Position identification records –
%%

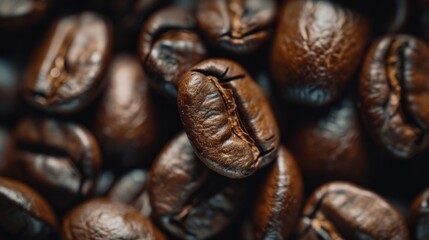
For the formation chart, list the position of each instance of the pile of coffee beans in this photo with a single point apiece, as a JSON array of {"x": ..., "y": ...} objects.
[{"x": 214, "y": 119}]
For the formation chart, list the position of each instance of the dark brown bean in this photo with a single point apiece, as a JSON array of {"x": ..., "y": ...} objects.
[
  {"x": 67, "y": 70},
  {"x": 169, "y": 46},
  {"x": 186, "y": 197},
  {"x": 340, "y": 210},
  {"x": 131, "y": 189},
  {"x": 239, "y": 26},
  {"x": 61, "y": 160},
  {"x": 394, "y": 94},
  {"x": 317, "y": 47},
  {"x": 332, "y": 146},
  {"x": 279, "y": 201},
  {"x": 101, "y": 219},
  {"x": 24, "y": 214},
  {"x": 125, "y": 123},
  {"x": 227, "y": 118}
]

%%

Prompt –
Can you write all of these lines out again in full, with every coordinate in the answers shifted by -8? Leave out the pictures.

Worked solution –
For the formation chart, list the position of each instance of the pile of coffee beans in this photo with a single point apiece, as a JSON array of {"x": ..., "y": ...} objects.
[{"x": 206, "y": 111}]
For the formation chart, list the position of each instance of the dark brown bean in this photo with a single point apiece, as a JSON array of {"x": ..., "y": ...} objects.
[
  {"x": 59, "y": 62},
  {"x": 161, "y": 38},
  {"x": 178, "y": 189},
  {"x": 332, "y": 202},
  {"x": 123, "y": 181},
  {"x": 231, "y": 18},
  {"x": 53, "y": 152},
  {"x": 386, "y": 86},
  {"x": 309, "y": 39},
  {"x": 324, "y": 138},
  {"x": 271, "y": 193},
  {"x": 93, "y": 211},
  {"x": 16, "y": 206},
  {"x": 117, "y": 115},
  {"x": 219, "y": 110}
]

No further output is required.